Extracted records —
+---+
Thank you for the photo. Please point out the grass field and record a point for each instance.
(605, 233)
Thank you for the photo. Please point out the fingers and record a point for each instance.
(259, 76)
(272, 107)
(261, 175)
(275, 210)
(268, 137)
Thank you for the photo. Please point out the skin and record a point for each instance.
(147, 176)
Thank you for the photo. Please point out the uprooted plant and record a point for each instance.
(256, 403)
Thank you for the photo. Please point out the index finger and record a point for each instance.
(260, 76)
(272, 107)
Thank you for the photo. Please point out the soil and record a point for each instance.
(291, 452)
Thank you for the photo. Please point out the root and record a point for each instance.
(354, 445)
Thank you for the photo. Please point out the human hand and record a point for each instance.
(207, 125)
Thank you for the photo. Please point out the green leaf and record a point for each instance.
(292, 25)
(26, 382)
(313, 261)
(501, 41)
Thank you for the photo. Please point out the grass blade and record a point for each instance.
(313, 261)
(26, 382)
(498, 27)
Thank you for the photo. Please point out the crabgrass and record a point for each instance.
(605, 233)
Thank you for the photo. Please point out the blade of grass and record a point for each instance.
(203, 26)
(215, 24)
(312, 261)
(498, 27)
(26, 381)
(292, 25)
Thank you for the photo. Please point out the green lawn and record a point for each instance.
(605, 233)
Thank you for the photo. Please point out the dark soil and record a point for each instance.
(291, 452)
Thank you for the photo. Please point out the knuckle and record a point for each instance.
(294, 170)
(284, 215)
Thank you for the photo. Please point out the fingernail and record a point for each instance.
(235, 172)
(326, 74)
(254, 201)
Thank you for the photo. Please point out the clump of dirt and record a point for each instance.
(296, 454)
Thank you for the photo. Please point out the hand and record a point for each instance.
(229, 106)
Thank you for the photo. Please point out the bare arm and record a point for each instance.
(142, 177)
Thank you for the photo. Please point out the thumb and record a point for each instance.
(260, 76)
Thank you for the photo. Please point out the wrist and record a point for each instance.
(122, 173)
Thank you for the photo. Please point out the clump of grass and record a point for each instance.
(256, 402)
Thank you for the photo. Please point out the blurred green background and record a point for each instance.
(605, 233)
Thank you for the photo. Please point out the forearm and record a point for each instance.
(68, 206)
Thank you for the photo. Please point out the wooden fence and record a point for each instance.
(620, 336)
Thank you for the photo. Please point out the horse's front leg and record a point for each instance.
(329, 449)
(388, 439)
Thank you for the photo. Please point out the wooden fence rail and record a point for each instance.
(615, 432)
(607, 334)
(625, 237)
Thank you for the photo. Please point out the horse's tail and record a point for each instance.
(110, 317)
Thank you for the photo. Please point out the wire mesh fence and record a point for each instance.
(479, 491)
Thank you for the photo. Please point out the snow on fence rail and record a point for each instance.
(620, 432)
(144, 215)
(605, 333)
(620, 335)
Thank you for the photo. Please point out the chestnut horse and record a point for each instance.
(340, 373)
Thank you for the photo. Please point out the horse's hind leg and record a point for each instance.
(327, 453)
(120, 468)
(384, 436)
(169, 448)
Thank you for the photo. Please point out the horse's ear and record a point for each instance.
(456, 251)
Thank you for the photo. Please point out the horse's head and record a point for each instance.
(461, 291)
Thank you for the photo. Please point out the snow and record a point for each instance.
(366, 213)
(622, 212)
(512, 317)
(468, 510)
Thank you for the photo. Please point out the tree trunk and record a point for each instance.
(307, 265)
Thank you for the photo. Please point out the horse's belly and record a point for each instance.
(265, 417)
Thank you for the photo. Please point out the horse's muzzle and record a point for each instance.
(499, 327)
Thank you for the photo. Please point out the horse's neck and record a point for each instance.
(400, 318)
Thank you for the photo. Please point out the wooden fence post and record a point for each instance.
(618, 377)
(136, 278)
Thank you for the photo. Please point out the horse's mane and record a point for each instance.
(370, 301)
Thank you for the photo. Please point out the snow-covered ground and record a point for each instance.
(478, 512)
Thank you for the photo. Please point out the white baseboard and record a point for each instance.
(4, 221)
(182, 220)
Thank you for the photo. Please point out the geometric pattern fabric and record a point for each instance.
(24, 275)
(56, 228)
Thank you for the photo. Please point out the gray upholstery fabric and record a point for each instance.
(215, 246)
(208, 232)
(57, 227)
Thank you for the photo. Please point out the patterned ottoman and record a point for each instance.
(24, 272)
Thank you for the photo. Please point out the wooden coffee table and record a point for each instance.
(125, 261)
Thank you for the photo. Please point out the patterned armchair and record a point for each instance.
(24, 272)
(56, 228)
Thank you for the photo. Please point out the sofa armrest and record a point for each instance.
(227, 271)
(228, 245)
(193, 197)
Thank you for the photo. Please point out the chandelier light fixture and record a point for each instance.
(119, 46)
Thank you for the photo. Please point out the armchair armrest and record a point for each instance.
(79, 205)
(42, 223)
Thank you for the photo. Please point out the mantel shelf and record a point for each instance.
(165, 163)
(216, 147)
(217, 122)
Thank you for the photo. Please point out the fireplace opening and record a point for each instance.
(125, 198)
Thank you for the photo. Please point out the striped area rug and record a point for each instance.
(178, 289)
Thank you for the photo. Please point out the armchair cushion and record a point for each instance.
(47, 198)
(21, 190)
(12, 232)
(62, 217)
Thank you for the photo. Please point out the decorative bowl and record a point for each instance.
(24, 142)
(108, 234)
+---+
Retype every entry exactly.

Solution —
Thank you for the photo. Please point out the grass field and record a point for each instance.
(605, 233)
Thank you for the photo. Please point out the fingers and record a point for each instance.
(259, 76)
(272, 107)
(261, 175)
(275, 210)
(268, 137)
Thank you for the photo. Please point out the skin and record a point for each instance.
(147, 176)
Thank you for the photo. Please point out the uprooted plant and record a point for each instance.
(256, 403)
Thank you for the photo. Please point out the index finger and record a point for each instance.
(260, 76)
(272, 107)
Thank you for the photo. Please point out the soil and record a point for each instance.
(291, 452)
Thank you for the photo. Please point out the root and record a point for each instance.
(354, 445)
Thank you for the photo. Please point out the human hand and record a point for each instance.
(207, 125)
Thank you for the photo. Please point out the green leaf and record a point for each instance.
(292, 25)
(26, 382)
(313, 261)
(501, 41)
Thank you for the photo. Please point out the grass blade and record a point for each instance.
(313, 261)
(26, 382)
(498, 27)
Thank you for the photo. Please point out the crabgrass and record a point for each instance.
(605, 233)
Thank you for the photo. Please point out the blade of grass and record a point for each instance.
(203, 26)
(215, 24)
(312, 261)
(498, 27)
(26, 381)
(292, 25)
Thank you for the photo. Please point out the green lawn and record a point for each instance.
(605, 233)
Thank you for the photo. Please point out the dark soil and record a point for each instance.
(291, 452)
Thank you for the photo. Please point out the knuckle and record a point for each instance.
(294, 170)
(284, 215)
Thank you for the photo. Please point out the fingernail and record a point for each instance.
(235, 172)
(326, 74)
(254, 201)
Thank you for the photo. Please point out the clump of dirt and record a point for each instance.
(296, 454)
Thank you for the photo. Please point out the hand and record a point for each instance.
(229, 106)
Thank you for the photo. Please point out the bare arm and record a point for each instance.
(142, 177)
Thank you for the photo. Please point out the thumb and record a point for each instance.
(260, 76)
Thank you for the photo. Please point out the wrist and record a point for each instance.
(122, 173)
Thank you for the photo. Please point out the clump of grass and record a point for each instance.
(256, 402)
Thank you for the photo. Please point out the blurred green background and record a point for each instance.
(605, 233)
Thank you for the photo. Please point out the forearm and record a point for each instance.
(68, 206)
Thank you for the photo. Please point out the wooden fence and record a point for each instance.
(620, 336)
Thank you for the photo. Please point out the horse's front leg and record a point for each instance.
(329, 449)
(388, 439)
Thank you for the photo. Please point out the wooden fence rail and record a point for each instance.
(615, 432)
(607, 334)
(625, 237)
Thank you for the photo. Please point out the horse's tail and record a point for each instance.
(110, 317)
Thank you for the photo. Please point out the wire mesh fence and record a point for each instance.
(479, 491)
Thank you for the photo. Please point out the snow on fence rail and record a point for each instance.
(620, 432)
(144, 215)
(605, 333)
(620, 335)
Thank you for the photo. Please point out the chestnut horse and record a point for each instance.
(340, 373)
Thank you for the photo. Please point out the horse's hind leg and record a point for each instance.
(327, 453)
(120, 468)
(384, 436)
(169, 448)
Thank you for the photo. Please point out the horse's ear and record a point for each instance.
(456, 251)
Thank you for the photo. Please point out the horse's head and record a point for each instance.
(461, 291)
Thank you for the photo. Please point out the snow and record a point for each instance.
(366, 213)
(622, 212)
(512, 317)
(468, 510)
Thank you for the photo. Please point out the tree trunk and record a point for each instance.
(307, 265)
Thank you for the photo. Please point out the horse's belly and record a point for each instance.
(265, 417)
Thank you for the photo. Please point out the horse's muzzle and record a point for each instance.
(499, 327)
Thank you for the photo. Please point out the horse's neck and record a point for each instance.
(400, 318)
Thank you for the photo. Please point out the wooden fence post and record a point for each instance.
(618, 377)
(136, 278)
Thank you for the photo. Please point out the horse's mane and record a point for each instance.
(370, 301)
Thank you for the photo. Please point out the snow-covered ground and record a point for each instance.
(478, 512)
Thank you for the photo. Please point out the white baseboard and record a point for each instance.
(4, 221)
(182, 220)
Thank you for the photo. Please point out the geometric pattern fabric and record a point for each instance.
(24, 275)
(56, 228)
Thank you for the photo. Please point out the gray upholstery fabric and record a point for each instance.
(215, 246)
(208, 232)
(57, 227)
Thank you for the photo. Please point out the patterned ottoman and record a point for each instance.
(24, 272)
Thank you for the photo. Please point out the wooden coffee table and record a point for each instance.
(125, 261)
Thank you for the photo. Please point out the patterned armchair and record a point for each instance.
(24, 272)
(56, 228)
Thank you for the photo. Please point out the sofa armrest and record a point for each instance.
(227, 271)
(228, 245)
(193, 197)
Thank you for the photo. Please point out the chandelier light fixture and record a point for each instance.
(119, 46)
Thank you for the photo. Please point out the armchair armrest and record a point for each instance.
(79, 205)
(42, 223)
Thank you for the photo. Please point out the mantel shelf and record a point for each instance.
(165, 163)
(216, 147)
(217, 122)
Thank you for the photo. Please point out the fireplace opening and record a point for each instance.
(125, 198)
Thank you for the photo. Please point out the striped area rug and record a point for each instance.
(178, 289)
Thank you for the photo. Please point out the armchair cushion and record a point for each instance.
(47, 198)
(21, 190)
(12, 232)
(62, 217)
Thank you for the photo. Please point out the decorative bowl and record a point for each instance.
(24, 142)
(108, 234)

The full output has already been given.